There are plenty of examples of big infrastructure projects going over time and over budget. The Detail looks at the complicated reasons why this seems to have become the norm.
It seems an inevitability: Aotearoa's big-ticket infrastructure projects going over-time and over-budget.
From Clyde Dam to Dunedin Hospital, via the Wellington Town Hall, Christchurch's Justice Precinct, Transmission Gully, the Waterview Tunnel, Christchurch's mooted stadium and many more besides, project after project has come in late – when they've come in at all – often with an extra zero or two added onto the price tag.
The reasons why are complicated.
When it comes to construction, for example, there are plenty of things that can't be controlled, explains Auckland University of Technology professor of construction management John Tookey.
Tookey points to the mid-2000s, when Chinese steel producers reduced their exports.
"China was retaining structural steel for the creation of various venues and infrastructure necessary for the delivery of the 2008 Olympics.
"Any builder here know that was coming?
"All of a sudden, without forewarning, the Chinese producers stopped exporting stuff, and all of a sudden the cost of structural steel went through the roof."
And, naturally, so too did building costs for projects using steel.
Something similar is happening now with other materials, like plasterboard. Building firms are going under because they can't get their hands on the product to complete jobs. And while big infrastructure projects cost a lot more money and take a lot more expertise than building a house, materials shortages affect progress – and cost – the same way.

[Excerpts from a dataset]
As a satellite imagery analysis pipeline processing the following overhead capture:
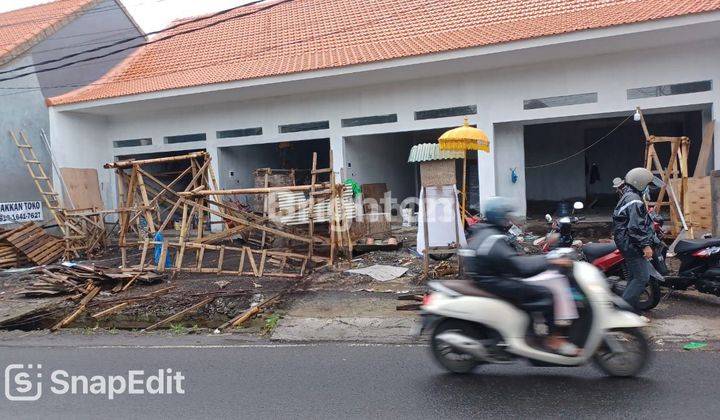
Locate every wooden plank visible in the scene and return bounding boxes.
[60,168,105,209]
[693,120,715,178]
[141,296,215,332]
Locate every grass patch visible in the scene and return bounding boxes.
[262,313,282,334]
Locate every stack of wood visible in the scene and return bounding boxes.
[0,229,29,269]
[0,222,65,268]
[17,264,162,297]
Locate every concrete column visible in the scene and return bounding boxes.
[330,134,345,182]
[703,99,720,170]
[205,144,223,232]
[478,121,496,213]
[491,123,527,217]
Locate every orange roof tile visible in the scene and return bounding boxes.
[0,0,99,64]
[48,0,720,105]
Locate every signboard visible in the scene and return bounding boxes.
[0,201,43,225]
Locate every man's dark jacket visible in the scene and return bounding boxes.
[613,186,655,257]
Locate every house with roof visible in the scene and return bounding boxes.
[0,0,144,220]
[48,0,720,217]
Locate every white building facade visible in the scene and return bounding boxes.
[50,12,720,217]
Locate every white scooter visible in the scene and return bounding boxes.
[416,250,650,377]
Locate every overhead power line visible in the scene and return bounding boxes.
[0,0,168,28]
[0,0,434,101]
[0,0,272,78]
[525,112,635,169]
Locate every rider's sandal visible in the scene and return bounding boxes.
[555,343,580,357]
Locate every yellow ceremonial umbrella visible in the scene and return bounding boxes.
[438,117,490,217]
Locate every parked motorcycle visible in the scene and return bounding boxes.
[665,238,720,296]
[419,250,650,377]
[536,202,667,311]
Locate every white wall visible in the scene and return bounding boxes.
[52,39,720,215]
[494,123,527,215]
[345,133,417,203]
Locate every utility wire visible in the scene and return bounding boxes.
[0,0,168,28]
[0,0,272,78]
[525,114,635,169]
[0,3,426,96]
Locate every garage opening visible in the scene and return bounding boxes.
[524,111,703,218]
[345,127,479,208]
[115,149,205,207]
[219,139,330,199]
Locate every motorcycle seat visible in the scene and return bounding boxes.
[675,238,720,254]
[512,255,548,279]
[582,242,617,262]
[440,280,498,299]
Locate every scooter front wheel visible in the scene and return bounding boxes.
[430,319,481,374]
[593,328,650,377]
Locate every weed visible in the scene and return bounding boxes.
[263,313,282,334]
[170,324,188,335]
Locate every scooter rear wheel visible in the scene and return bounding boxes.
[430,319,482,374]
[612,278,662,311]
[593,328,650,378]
---
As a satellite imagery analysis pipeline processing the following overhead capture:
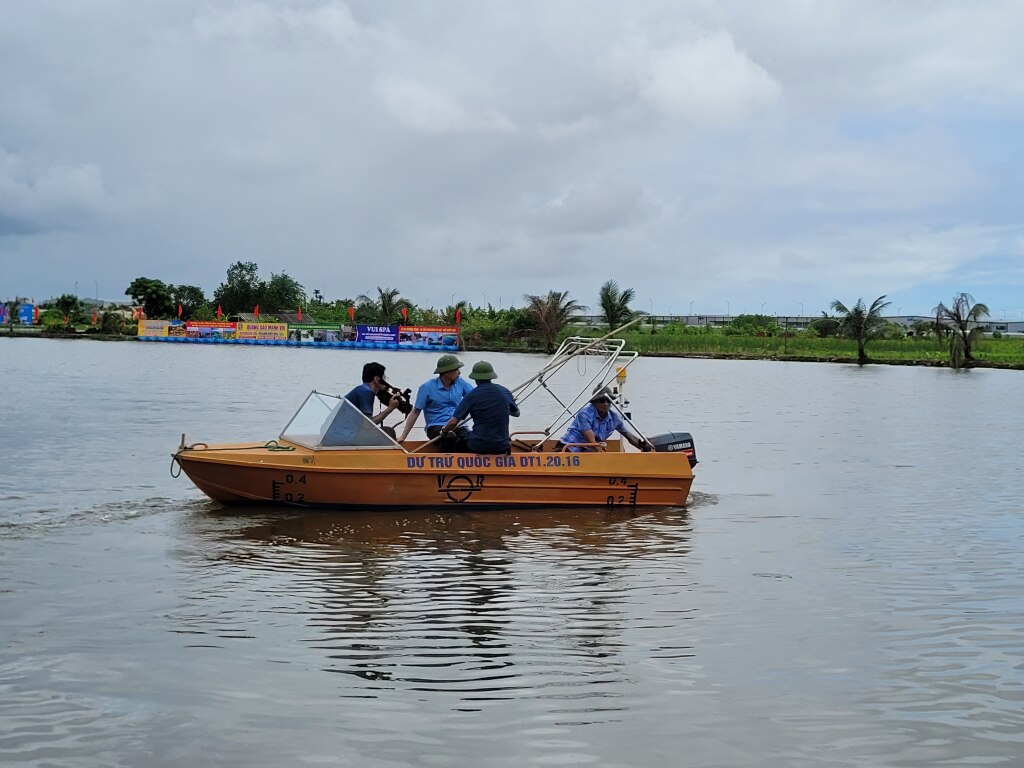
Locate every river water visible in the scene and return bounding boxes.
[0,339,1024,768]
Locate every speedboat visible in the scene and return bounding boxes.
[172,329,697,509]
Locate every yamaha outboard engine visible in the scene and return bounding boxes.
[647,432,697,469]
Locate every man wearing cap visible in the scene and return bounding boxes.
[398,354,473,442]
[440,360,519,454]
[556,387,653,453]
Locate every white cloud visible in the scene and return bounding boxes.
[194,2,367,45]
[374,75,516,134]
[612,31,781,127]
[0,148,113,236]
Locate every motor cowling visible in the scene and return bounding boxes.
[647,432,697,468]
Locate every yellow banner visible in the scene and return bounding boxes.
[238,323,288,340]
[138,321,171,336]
--
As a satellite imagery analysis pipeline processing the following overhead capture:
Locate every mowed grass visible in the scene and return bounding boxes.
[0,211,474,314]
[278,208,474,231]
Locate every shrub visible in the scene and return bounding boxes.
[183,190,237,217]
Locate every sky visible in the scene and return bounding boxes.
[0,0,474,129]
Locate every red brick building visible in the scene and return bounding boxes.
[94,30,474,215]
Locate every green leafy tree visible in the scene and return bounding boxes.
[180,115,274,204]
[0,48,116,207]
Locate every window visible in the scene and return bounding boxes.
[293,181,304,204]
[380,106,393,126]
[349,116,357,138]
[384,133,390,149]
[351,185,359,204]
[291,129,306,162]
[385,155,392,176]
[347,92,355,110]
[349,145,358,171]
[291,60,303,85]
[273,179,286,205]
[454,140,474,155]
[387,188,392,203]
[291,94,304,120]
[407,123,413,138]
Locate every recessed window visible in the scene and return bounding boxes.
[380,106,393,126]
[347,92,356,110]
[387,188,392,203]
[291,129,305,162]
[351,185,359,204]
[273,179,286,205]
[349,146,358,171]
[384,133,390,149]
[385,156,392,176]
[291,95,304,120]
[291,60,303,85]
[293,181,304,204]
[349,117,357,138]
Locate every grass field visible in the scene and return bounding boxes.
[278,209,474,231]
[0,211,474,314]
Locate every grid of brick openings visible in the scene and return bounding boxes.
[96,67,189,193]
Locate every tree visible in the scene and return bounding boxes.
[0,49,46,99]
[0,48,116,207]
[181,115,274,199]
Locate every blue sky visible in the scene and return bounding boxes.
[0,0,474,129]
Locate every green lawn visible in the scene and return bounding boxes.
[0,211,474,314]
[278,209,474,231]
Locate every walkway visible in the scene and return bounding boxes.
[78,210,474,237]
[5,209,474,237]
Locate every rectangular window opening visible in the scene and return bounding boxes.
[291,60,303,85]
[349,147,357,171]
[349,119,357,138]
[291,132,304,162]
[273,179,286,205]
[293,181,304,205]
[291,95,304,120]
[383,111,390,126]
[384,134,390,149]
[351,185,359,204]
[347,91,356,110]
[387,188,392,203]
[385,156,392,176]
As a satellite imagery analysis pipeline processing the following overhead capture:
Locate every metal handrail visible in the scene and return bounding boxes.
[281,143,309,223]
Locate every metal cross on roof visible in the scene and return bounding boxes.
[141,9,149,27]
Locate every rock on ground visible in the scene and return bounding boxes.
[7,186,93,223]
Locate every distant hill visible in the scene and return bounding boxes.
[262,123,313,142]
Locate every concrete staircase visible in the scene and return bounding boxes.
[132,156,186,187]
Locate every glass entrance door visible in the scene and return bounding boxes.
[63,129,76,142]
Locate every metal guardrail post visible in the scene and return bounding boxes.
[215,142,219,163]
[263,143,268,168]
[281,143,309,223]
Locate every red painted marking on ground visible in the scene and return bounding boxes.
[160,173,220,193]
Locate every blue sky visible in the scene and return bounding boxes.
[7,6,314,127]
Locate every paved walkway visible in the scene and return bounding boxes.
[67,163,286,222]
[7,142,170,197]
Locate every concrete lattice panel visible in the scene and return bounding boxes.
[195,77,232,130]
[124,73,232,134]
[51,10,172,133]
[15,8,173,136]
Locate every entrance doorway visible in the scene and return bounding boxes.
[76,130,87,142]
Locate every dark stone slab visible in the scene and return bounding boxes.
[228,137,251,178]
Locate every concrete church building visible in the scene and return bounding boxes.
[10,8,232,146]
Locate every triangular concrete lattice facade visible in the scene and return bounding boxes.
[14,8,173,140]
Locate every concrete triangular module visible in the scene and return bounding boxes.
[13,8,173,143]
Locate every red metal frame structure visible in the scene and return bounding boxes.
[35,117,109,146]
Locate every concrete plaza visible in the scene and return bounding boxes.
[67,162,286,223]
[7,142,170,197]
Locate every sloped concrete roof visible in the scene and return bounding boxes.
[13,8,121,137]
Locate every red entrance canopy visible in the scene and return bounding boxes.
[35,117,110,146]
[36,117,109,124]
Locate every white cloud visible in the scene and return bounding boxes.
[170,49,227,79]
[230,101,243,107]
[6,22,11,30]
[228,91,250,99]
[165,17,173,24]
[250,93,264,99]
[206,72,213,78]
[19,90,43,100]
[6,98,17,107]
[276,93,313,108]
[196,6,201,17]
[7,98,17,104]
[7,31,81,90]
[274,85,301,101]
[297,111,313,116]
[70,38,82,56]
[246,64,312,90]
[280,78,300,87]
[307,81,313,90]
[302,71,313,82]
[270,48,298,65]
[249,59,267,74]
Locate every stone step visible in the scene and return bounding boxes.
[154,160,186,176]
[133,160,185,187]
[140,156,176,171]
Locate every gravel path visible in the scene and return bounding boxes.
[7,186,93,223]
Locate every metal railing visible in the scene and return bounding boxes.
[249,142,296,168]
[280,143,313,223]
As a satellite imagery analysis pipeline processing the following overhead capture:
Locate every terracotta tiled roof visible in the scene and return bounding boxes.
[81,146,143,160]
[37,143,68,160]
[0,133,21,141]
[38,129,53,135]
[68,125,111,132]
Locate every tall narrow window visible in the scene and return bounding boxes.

*TASK TO COMPLETE:* In the article on infrastructure overruns, why did Chinese steel producers reduce their exports in the mid-2000s?

*RESULT OF THE EXERCISE:* China was keeping structural steel to build the venues and infrastructure needed for the 2008 Olympics.